→ EXCERPT TO READ
JERUSALEM (AP) — Palestinians across the Middle East on Wednesday are marking the anniversary of their mass expulsion from what is now Israel with protests and other events across the region at a time of mounting concern over the humanitarian catastrophe in Gaza.
The Nakba, Arabic for “catastrophe,” refers to the 700,000 Palestinians who fled or were driven out of what is now Israel before and during the war surrounding its creation in 1948.
More than twice that number have been displaced within Gaza since the start of the latest war, which was triggered by Hamas' Oct. 7 attack into Israel. U.N. agencies say 550,000 people, nearly a quarter of Gaza's 2.3 million people, have been newly displaced in just the last week, as Israeli forces have pushed into the southern city of Rafah and reinvaded parts of northern Gaza.
“We lived through the Nakba not just once, but several times," said Umm Shadi Sheikh Khalil, who was displaced from Gaza City and now lives in a tent in the central Gaza town of Deir al-Balah.
The refugees and their descendants number some 6 million and live in built-up refugee camps in Lebanon, Syria, Jordan and the Israeli-occupied West Bank. In Gaza, they are the majority of the population, with most families having relocated from what is now central and southern Israel.
Israel rejects what the Palestinians say is their right of return, because if it was fully implemented it would likley result in a Palestinian majority within Israel's borders.
The refugee camps in Gaza have seen some of the heaviest fighting of the war. In other camps across the region, the fighting has revived painful memories from earlier rounds of violence in a decades-old conflict with no end in sight.
At a center for elderly residents of the Shatila refugee camp in Beirut, Amina Taher recalled the day her family’s house in the village of Deir al-Qassi, in what is now northern Israel, collapsed over their heads after being shelled by Israeli forces in 1948. The house was next to a school that was being used as a base by Palestinian fighters, she said.
Taher, then 3 years old, was pulled from the rubble unharmed, but her 1-year-old sister was killed. Now she has seen the same scenes play out in news coverage of Gaza.
“When I would watch the news, I had a mental breakdown because then I remembered when the house fell on me,” she said. “What harm did these children do to get killed like this?”
Daoud Nasser, also now living in Shatila, was 6 years old when his family fled from the village of Balad al-Sheikh, near Haifa. His father tried to return to their village in the early years after 1948, when the border was relatively porous, but found a Jewish family living in their house, he said.

→ RECORDS SHOWN
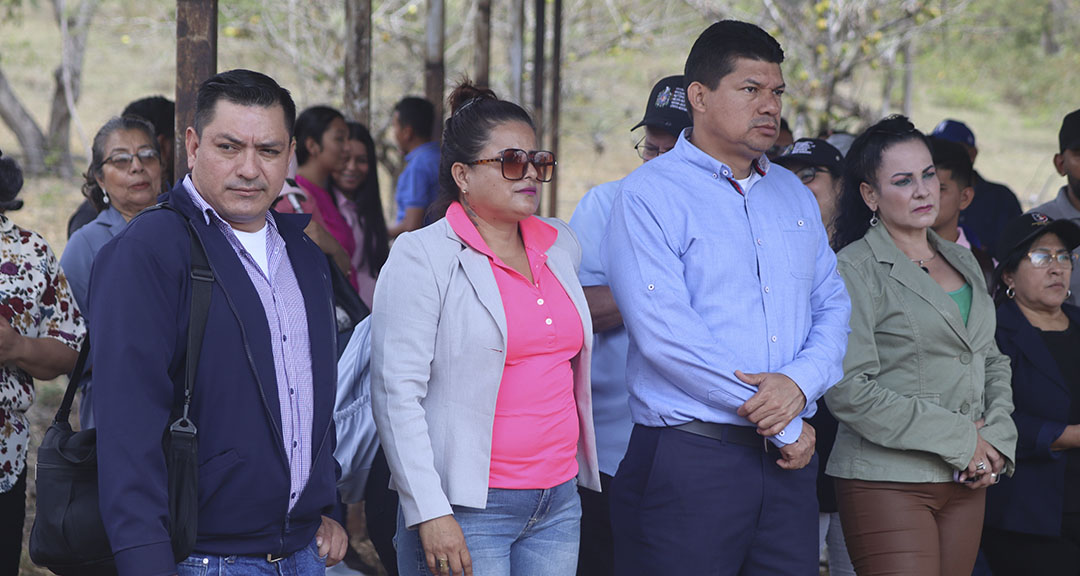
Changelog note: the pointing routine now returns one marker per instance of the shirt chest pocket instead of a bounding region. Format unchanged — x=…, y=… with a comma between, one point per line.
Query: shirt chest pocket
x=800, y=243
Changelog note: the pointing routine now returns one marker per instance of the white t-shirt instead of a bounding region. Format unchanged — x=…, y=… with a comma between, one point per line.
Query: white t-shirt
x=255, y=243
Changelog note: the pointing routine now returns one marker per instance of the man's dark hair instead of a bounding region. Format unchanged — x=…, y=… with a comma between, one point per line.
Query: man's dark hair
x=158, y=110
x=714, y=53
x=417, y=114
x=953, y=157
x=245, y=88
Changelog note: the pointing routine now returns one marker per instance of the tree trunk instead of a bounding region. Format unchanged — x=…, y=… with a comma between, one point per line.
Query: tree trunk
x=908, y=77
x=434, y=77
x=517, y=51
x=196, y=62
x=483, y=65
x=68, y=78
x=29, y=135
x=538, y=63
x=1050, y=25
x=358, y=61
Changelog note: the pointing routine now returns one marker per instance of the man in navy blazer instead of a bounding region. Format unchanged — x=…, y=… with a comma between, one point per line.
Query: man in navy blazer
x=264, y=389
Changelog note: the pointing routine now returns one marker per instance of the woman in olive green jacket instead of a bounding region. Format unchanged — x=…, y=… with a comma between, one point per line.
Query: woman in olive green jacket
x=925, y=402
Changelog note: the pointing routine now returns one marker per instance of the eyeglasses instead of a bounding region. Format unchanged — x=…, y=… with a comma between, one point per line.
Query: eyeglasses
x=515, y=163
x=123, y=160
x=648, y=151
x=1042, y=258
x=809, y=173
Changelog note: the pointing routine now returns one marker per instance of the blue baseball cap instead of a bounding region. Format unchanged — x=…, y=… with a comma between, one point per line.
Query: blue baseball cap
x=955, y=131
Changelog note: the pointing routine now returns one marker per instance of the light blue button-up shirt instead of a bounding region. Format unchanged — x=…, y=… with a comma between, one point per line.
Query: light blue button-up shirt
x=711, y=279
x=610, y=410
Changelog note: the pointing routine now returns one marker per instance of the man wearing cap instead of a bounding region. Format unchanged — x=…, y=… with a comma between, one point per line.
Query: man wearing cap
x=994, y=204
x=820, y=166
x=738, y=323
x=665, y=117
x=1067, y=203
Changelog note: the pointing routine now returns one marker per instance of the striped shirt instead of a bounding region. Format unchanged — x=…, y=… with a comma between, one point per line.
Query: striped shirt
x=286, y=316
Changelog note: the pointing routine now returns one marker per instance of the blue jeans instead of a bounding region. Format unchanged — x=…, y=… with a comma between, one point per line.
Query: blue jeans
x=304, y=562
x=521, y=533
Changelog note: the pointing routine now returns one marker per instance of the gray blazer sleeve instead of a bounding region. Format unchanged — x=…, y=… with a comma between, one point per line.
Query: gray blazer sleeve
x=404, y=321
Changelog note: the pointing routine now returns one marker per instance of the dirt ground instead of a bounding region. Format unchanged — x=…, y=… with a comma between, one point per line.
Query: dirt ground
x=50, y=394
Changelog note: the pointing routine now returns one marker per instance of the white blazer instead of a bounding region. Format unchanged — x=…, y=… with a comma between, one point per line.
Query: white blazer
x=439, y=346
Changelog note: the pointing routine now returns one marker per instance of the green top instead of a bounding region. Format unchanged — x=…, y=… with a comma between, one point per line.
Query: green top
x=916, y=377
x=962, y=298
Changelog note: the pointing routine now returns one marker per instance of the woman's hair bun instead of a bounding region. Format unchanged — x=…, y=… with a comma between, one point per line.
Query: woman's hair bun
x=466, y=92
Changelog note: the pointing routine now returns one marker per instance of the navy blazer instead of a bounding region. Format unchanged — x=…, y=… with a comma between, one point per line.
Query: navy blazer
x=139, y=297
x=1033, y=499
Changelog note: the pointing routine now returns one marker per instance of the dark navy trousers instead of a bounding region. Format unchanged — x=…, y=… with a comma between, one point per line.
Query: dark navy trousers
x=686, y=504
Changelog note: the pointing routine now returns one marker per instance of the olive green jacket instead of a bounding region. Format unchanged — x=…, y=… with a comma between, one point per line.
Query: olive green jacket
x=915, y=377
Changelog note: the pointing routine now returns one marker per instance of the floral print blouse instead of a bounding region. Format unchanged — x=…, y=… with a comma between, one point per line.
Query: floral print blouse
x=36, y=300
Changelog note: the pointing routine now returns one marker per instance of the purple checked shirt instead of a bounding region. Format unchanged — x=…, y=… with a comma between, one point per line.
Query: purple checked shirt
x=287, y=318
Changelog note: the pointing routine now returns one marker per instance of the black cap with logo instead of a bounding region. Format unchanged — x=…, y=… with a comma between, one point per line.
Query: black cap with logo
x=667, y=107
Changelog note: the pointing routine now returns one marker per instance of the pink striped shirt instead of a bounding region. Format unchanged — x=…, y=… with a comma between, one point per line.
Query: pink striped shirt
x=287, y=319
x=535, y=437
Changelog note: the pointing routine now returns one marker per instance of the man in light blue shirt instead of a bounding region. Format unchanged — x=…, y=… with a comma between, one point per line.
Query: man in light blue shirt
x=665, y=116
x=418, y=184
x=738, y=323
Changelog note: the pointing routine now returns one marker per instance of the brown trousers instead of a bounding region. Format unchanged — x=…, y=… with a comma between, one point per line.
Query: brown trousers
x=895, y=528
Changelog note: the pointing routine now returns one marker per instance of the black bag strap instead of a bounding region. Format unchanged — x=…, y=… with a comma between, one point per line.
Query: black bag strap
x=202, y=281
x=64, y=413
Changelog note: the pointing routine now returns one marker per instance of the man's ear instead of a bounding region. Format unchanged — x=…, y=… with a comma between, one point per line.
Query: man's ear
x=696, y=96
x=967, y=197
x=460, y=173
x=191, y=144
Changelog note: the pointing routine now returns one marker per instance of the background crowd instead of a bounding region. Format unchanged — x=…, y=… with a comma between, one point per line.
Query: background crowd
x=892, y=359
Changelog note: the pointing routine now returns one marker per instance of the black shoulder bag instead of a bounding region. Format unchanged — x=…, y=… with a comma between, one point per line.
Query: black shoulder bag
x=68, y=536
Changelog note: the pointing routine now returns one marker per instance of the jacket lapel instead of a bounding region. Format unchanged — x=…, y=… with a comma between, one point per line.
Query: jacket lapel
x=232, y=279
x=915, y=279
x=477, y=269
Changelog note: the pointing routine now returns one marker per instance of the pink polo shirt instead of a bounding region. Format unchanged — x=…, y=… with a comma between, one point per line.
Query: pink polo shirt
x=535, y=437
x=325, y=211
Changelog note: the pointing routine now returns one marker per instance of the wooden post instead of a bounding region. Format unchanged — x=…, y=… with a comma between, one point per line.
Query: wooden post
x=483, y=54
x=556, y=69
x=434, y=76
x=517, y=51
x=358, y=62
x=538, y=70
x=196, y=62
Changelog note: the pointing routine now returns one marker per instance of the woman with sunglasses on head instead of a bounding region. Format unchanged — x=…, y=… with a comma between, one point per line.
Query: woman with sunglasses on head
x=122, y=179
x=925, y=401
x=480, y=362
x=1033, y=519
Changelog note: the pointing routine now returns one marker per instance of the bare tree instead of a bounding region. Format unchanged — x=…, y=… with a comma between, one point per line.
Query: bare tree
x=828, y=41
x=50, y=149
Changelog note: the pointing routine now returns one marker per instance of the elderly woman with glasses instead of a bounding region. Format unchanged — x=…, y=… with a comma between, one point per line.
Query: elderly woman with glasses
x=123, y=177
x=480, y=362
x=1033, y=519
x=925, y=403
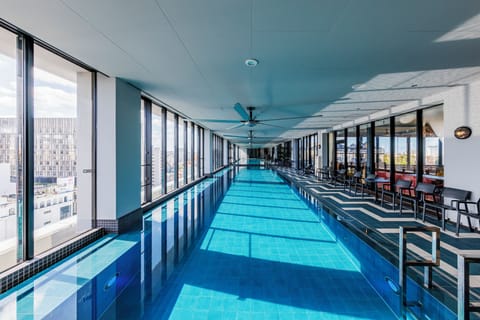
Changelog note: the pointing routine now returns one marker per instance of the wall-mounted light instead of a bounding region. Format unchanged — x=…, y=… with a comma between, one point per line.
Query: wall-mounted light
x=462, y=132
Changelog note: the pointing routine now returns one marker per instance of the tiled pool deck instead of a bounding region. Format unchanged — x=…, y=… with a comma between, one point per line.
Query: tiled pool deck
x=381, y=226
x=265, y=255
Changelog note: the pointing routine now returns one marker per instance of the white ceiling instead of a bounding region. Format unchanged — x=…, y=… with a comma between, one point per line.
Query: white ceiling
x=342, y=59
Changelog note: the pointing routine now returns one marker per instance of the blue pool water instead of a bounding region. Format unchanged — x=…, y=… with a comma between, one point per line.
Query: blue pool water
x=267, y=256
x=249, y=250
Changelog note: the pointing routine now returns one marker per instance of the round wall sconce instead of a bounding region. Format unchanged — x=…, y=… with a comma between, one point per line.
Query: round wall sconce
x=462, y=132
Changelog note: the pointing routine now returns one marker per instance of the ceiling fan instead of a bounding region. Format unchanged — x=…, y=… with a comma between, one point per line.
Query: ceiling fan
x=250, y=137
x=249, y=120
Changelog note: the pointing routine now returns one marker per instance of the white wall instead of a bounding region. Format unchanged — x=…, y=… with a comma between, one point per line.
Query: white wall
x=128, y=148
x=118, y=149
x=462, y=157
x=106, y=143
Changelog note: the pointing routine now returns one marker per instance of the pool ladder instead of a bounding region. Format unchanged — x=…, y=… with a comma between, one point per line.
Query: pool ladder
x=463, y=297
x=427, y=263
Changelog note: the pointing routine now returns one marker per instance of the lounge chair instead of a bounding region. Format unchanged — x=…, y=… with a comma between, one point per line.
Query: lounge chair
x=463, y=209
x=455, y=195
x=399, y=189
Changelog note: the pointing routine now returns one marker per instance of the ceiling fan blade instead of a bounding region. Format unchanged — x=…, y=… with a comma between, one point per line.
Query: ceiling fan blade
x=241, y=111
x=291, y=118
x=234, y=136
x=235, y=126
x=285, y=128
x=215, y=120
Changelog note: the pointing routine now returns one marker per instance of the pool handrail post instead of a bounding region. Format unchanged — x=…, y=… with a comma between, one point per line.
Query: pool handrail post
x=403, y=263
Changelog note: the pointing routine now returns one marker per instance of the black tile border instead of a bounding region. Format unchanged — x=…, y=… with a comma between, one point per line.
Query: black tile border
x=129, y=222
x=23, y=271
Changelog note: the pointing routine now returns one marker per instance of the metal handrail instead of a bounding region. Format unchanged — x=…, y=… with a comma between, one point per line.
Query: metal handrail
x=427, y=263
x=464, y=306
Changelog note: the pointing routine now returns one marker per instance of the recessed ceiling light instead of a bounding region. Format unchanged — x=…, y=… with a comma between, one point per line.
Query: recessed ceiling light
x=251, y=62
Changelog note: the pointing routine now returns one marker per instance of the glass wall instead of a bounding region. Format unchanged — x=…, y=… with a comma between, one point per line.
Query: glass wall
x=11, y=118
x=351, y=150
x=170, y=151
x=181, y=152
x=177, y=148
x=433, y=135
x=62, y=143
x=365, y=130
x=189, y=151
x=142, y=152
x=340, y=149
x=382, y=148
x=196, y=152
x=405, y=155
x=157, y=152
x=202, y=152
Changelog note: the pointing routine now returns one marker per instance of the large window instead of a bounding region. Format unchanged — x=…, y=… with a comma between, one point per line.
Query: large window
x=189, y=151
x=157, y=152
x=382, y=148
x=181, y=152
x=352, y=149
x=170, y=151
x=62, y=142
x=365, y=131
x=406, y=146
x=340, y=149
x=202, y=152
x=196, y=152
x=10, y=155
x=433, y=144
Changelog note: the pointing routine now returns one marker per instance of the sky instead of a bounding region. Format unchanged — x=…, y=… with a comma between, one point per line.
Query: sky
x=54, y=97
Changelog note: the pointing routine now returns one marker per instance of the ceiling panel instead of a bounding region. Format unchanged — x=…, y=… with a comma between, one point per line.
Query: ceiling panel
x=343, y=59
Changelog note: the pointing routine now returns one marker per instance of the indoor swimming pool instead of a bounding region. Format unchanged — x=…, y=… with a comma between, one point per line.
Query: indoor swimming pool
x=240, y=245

→ AIM 1
Translate this sentence from the Nakba article into Spanish: "The Nakba, Arabic for “catastrophe,” refers to the 700,000 Palestinians who fled or were driven out of what is now Israel before and during the war surrounding its creation in 1948."
→ AIM 2
Write out the Nakba article word for word, everything from "Israel rejects what" down to "within Israel's borders.".
→ AIM 3
According to the Nakba article, why does Israel reject what Palestinians say is their right of return? Answer in one to three sentences.

→ FINISHED ANSWER 1
La Nakba, que en árabe significa «catástrofe», se refiere a los 700.000 palestinos que huyeron o fueron expulsados de lo que hoy es Israel antes y durante la guerra en torno a su creación en 1948.

→ FINISHED ANSWER 2
Israel rejects what the Palestinians say is their right of return, because if it was fully implemented it would likley result in a Palestinian majority within Israel's borders.

→ FINISHED ANSWER 3
Israel rejects it because, if the right of return were fully carried out, it would likely lead to a Palestinian majority within Israel's borders.